Task description: From the listing below, retype exactly the line holding "Where can the water reflection be found here?", the line holding "Where can the girl's outstretched", and the lines between them; skip everything else.

Provided entries:
'''
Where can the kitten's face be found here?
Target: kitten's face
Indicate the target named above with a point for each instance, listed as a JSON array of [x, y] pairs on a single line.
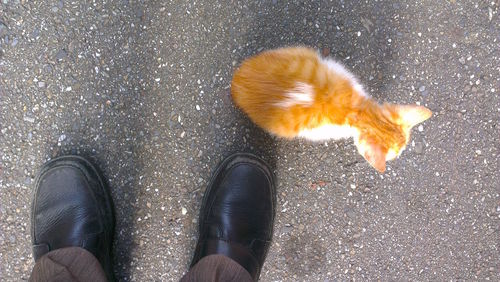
[[384, 141]]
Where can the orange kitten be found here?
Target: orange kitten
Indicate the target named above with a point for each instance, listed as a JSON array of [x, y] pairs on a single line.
[[294, 92]]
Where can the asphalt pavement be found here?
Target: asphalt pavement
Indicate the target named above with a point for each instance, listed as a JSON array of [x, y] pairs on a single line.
[[141, 88]]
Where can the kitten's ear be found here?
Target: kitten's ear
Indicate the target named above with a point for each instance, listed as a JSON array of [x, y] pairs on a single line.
[[373, 154], [412, 115]]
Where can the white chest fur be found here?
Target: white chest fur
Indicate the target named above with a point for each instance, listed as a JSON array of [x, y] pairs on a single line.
[[329, 131]]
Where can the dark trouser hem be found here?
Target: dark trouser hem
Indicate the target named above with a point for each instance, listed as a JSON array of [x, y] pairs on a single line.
[[217, 268], [68, 264]]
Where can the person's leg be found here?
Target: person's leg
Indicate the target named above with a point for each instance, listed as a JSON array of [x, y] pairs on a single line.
[[72, 223], [236, 222]]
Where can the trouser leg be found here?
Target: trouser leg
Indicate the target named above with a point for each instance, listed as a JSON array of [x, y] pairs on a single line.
[[68, 264], [217, 268]]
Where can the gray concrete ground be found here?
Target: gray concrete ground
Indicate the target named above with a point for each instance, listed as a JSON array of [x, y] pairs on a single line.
[[142, 89]]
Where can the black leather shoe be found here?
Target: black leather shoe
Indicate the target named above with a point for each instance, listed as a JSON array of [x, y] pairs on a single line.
[[72, 208], [237, 214]]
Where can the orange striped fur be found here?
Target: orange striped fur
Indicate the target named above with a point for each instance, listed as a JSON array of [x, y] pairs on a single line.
[[294, 92]]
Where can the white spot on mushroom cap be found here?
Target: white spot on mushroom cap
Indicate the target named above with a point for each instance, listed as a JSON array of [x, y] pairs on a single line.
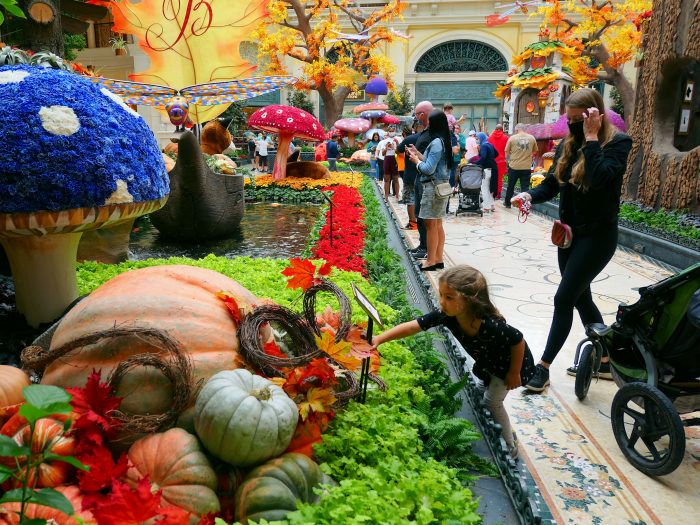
[[121, 195], [59, 120], [12, 77], [119, 100]]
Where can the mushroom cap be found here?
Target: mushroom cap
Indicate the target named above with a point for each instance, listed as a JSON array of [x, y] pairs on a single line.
[[279, 119], [375, 113], [353, 125], [390, 119], [377, 86], [372, 131], [370, 106], [70, 144]]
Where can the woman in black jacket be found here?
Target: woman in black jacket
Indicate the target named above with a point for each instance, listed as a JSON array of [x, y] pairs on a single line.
[[587, 175]]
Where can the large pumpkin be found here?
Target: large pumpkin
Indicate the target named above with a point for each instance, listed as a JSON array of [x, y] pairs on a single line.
[[12, 381], [174, 462], [181, 300], [271, 491], [244, 419], [9, 512], [48, 437]]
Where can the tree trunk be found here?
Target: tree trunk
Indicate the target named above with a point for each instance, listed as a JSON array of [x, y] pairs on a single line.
[[44, 37], [333, 102], [614, 77]]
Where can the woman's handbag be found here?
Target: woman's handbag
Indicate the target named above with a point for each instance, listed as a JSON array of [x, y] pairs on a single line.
[[444, 189], [562, 235]]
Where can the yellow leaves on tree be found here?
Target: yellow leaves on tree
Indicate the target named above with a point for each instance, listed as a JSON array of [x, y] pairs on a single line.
[[190, 42], [592, 26]]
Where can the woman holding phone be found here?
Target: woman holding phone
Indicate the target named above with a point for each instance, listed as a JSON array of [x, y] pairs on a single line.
[[433, 168], [587, 172]]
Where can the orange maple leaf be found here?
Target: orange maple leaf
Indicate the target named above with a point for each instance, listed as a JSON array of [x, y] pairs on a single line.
[[302, 273], [317, 400], [231, 305], [340, 352]]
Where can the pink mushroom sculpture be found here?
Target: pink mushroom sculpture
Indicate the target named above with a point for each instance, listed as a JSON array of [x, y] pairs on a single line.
[[288, 122], [370, 106], [392, 120], [352, 126]]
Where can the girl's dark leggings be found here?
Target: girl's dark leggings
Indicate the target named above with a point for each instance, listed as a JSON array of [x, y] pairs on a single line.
[[578, 265]]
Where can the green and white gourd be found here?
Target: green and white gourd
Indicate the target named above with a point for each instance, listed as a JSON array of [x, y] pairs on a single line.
[[244, 419]]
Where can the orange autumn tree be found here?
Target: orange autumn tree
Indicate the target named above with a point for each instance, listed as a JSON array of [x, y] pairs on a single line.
[[607, 34], [336, 41]]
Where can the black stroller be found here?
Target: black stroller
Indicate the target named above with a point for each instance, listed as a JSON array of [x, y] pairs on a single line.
[[469, 184], [654, 350]]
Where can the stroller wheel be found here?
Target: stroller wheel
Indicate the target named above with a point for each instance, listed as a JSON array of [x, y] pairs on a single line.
[[584, 371], [648, 429]]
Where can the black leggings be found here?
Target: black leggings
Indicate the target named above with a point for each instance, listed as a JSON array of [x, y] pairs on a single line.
[[579, 265]]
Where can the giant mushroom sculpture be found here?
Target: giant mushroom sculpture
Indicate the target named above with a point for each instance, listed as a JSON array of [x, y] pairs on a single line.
[[288, 122], [352, 126], [75, 158]]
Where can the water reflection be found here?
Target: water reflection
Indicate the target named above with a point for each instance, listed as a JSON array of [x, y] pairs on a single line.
[[267, 230]]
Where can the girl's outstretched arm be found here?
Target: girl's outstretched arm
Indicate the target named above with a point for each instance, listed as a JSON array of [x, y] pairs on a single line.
[[398, 332]]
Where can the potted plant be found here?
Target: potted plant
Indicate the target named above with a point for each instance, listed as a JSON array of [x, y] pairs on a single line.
[[118, 44]]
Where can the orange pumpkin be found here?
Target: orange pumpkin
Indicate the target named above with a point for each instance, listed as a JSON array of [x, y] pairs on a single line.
[[48, 437], [174, 462], [9, 512], [12, 381], [180, 300]]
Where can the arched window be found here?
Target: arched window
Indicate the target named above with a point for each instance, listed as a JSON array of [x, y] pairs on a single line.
[[461, 56]]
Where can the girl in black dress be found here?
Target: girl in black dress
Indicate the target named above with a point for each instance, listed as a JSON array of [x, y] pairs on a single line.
[[502, 359]]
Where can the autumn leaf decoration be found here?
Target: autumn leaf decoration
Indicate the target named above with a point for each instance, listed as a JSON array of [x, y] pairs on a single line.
[[303, 273]]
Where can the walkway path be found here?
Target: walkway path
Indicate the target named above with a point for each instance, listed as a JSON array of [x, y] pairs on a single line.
[[568, 445]]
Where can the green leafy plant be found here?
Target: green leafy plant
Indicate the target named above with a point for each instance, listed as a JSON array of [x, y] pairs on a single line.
[[41, 401], [11, 7]]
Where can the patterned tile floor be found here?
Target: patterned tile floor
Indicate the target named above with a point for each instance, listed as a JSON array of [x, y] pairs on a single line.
[[567, 444]]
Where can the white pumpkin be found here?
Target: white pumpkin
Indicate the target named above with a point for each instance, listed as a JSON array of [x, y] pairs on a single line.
[[244, 419]]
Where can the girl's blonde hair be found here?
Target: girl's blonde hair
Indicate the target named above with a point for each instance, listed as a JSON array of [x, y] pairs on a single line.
[[471, 284], [583, 98]]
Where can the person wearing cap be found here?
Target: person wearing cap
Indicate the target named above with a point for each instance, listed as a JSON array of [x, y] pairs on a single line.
[[332, 153], [471, 146]]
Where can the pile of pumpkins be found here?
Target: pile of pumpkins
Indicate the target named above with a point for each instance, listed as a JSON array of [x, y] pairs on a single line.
[[244, 422], [240, 420]]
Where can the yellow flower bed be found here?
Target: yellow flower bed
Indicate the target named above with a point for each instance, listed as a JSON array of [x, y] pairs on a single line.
[[337, 178]]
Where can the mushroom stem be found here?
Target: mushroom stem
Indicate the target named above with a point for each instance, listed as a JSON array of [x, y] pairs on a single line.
[[43, 268], [280, 170]]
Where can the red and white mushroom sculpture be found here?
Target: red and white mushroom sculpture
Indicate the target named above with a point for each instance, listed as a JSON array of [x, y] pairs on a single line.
[[288, 122], [352, 126]]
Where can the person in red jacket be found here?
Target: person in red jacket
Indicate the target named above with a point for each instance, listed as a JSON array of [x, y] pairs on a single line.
[[498, 139]]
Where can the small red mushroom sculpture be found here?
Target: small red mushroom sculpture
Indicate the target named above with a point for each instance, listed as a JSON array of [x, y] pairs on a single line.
[[288, 122], [352, 126]]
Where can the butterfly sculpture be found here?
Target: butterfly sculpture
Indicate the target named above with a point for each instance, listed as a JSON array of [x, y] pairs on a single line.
[[497, 19], [177, 102]]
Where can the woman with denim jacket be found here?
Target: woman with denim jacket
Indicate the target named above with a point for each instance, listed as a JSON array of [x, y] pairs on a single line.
[[434, 168], [587, 176]]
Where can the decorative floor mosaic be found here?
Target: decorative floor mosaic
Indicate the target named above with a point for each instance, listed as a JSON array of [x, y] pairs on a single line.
[[568, 445]]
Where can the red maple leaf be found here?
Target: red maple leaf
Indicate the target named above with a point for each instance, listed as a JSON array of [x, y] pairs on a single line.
[[302, 273], [124, 505], [272, 349], [232, 305], [172, 515], [103, 468], [95, 404]]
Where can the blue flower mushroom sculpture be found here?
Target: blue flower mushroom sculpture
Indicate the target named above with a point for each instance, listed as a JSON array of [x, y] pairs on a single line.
[[75, 158]]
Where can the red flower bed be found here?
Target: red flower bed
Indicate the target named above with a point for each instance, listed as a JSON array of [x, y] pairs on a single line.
[[348, 231]]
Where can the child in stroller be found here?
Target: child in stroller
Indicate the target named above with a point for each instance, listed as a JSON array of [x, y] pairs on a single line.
[[469, 185], [654, 350]]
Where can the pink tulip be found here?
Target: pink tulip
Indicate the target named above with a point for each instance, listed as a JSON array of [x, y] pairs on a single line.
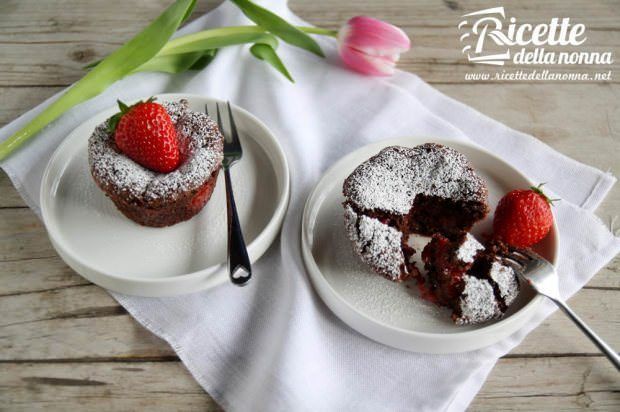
[[371, 46]]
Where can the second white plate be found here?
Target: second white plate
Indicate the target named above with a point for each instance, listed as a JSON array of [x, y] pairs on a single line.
[[389, 312], [107, 248]]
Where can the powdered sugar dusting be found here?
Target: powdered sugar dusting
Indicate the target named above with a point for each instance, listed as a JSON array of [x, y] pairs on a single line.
[[378, 244], [468, 249], [506, 280], [477, 302], [118, 173], [391, 180]]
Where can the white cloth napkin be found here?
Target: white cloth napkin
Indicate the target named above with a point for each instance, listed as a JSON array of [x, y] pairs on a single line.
[[274, 345]]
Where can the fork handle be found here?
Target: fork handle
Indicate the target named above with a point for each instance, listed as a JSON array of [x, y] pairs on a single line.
[[239, 267], [611, 354]]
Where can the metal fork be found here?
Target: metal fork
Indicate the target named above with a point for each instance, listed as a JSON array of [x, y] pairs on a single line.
[[239, 266], [541, 275]]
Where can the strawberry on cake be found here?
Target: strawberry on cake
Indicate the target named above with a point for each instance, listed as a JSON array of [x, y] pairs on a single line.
[[158, 163]]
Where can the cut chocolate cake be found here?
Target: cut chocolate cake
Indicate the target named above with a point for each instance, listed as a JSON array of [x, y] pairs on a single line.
[[469, 278], [425, 189]]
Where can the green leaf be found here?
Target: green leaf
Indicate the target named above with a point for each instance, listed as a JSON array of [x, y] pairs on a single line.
[[214, 39], [267, 53], [204, 61], [120, 63], [178, 63], [278, 26]]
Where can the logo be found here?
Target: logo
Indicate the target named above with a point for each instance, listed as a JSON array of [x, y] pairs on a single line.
[[489, 37]]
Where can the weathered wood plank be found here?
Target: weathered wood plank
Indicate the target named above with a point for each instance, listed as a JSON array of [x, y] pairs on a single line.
[[163, 386], [546, 383], [45, 46], [85, 322], [36, 275], [560, 384]]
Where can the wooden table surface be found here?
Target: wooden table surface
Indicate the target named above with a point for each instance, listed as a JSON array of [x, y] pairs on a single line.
[[65, 344]]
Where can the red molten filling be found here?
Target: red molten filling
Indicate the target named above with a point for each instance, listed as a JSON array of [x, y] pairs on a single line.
[[445, 274]]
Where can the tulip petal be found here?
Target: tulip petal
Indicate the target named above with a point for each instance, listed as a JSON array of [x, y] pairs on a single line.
[[367, 64], [374, 37]]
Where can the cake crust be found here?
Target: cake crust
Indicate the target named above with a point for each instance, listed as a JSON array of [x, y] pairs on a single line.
[[425, 189], [161, 199]]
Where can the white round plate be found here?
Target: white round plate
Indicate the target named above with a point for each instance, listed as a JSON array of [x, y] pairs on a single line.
[[107, 248], [392, 313]]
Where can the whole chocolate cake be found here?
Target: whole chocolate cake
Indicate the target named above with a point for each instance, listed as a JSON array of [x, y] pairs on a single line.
[[160, 199]]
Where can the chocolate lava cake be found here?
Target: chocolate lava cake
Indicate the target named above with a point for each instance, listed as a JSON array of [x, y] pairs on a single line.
[[426, 189], [161, 199], [469, 278]]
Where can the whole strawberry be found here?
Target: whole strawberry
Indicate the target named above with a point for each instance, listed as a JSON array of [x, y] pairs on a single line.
[[146, 134], [523, 217]]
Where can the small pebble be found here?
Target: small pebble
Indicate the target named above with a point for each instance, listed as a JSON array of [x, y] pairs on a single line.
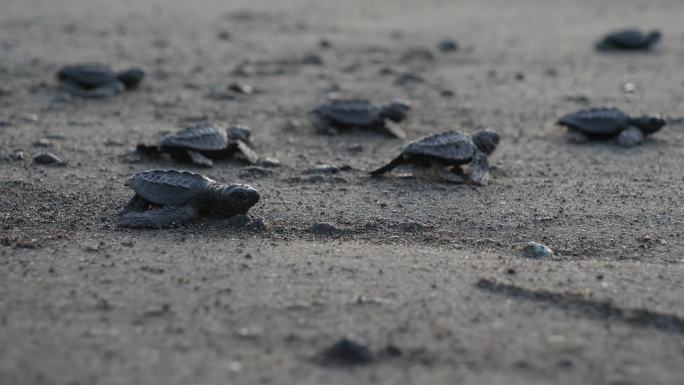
[[255, 171], [241, 88], [17, 155], [42, 142], [270, 162], [323, 169], [348, 352], [537, 250], [629, 87], [323, 229], [48, 159], [447, 45], [223, 35]]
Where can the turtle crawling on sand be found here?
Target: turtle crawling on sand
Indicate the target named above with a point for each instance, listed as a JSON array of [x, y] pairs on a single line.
[[608, 123], [346, 113], [97, 81], [629, 39], [165, 198], [202, 142], [447, 152]]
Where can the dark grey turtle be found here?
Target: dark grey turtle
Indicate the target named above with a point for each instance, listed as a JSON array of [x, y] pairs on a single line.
[[607, 123], [361, 113], [202, 142], [164, 198], [447, 152], [97, 81], [629, 39]]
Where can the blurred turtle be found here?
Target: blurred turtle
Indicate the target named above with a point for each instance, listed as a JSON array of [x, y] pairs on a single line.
[[604, 123], [629, 39], [346, 113], [202, 142], [165, 198], [447, 152], [97, 81]]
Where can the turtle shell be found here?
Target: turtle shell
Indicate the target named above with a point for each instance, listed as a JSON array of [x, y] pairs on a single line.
[[200, 137], [350, 112], [596, 121], [169, 187], [452, 147], [87, 76]]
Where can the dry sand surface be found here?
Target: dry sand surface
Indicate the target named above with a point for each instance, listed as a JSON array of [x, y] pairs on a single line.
[[430, 268]]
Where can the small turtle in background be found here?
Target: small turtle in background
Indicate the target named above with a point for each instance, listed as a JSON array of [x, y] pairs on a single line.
[[629, 39], [97, 81], [347, 113], [165, 198], [604, 123], [447, 152], [202, 142]]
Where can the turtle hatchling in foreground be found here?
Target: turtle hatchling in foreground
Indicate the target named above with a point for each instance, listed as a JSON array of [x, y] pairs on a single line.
[[202, 142], [447, 152], [605, 123], [629, 39], [165, 198], [97, 80], [347, 113]]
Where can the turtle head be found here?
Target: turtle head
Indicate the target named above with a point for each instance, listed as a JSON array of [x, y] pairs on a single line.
[[236, 199], [239, 133], [131, 77], [648, 124], [396, 111], [654, 37], [486, 140]]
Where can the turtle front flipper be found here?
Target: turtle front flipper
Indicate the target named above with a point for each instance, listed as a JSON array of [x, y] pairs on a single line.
[[247, 152], [478, 171], [167, 216], [630, 137], [135, 204], [389, 166], [199, 159], [394, 129]]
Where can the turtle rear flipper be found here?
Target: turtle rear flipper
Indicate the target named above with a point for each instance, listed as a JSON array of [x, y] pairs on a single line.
[[199, 159], [630, 137], [389, 166], [478, 171], [167, 216], [394, 129], [247, 152]]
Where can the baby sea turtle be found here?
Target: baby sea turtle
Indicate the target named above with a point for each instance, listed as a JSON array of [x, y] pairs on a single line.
[[629, 39], [97, 81], [164, 198], [346, 113], [608, 122], [450, 150], [202, 142]]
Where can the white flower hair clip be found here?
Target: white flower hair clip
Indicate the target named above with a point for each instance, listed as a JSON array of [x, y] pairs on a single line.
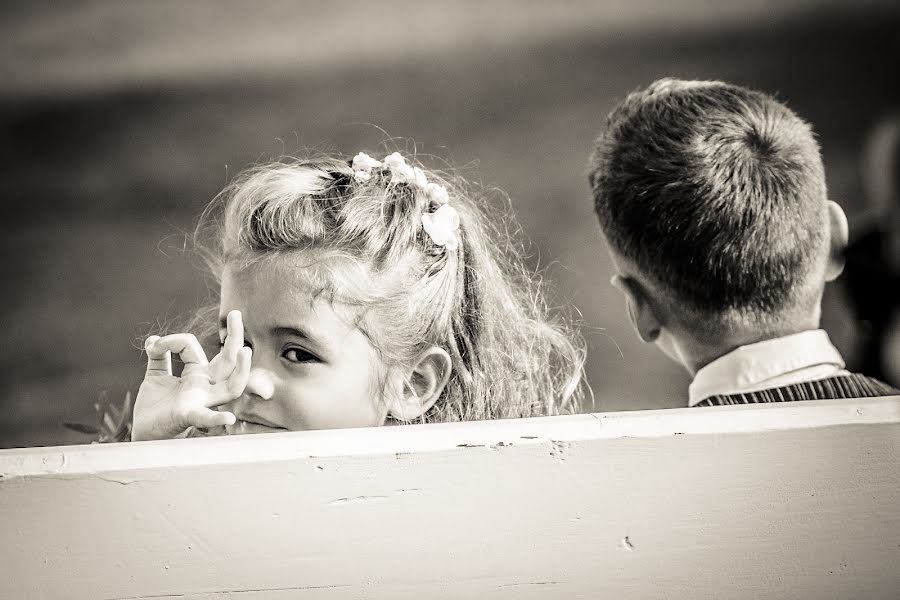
[[440, 225]]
'''
Written response:
Where can the water reflection be found here?
Target: water reflection
Indicate the target named above with a point for each instance, listed as a JSON array of [x, y] pairs on a single line.
[[267, 230]]
Where can the girl's outstretched arm be found here?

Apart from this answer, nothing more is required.